-- Supplied data start --
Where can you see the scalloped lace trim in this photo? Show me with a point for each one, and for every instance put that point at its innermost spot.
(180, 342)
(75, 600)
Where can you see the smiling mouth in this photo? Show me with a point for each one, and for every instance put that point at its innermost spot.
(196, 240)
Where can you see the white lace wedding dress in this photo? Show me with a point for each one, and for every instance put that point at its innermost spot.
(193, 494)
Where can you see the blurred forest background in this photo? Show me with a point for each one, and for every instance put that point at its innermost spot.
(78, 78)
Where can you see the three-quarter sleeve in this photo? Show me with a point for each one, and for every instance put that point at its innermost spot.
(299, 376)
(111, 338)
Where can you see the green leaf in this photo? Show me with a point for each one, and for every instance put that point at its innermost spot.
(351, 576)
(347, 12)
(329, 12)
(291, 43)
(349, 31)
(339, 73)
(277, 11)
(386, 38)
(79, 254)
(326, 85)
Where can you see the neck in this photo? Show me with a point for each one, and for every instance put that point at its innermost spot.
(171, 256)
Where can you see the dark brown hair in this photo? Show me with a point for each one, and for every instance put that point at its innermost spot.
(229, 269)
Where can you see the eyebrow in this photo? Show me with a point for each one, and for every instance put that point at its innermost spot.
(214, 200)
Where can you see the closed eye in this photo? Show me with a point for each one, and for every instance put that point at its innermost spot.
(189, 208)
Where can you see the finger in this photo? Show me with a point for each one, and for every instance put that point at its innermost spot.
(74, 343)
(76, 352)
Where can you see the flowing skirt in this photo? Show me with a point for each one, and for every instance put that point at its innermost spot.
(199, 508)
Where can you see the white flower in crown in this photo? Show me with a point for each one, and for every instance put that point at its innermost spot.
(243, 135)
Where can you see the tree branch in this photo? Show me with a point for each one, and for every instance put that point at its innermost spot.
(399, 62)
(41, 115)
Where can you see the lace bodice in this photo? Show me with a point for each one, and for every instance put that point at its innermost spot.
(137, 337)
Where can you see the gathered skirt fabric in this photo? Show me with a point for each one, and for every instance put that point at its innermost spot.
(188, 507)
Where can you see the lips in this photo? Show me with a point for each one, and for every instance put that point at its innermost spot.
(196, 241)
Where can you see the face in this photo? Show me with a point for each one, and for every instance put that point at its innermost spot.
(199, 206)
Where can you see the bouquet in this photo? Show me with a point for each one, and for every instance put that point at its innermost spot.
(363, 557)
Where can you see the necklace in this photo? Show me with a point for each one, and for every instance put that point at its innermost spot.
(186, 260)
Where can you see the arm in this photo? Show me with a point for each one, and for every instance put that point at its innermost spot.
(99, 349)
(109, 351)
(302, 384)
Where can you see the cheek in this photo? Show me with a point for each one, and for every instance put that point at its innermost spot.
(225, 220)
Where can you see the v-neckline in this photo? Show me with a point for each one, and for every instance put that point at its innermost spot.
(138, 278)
-- Supplied data end --
What needs to be done:
Reproduce the items starting at the line containing "Where can you see the cheek" and ending at the last of the items, substituting "central" for "innermost" and leaving everything else unchanged.

Exercise solution:
Where can you see the cheek in this photo? Show me with a point for each one, and for every instance put that point at its central spot.
(225, 220)
Where can you see the v-neckline in this photo? Show me with a point for each one, and for every instance put that point at its central spot.
(138, 278)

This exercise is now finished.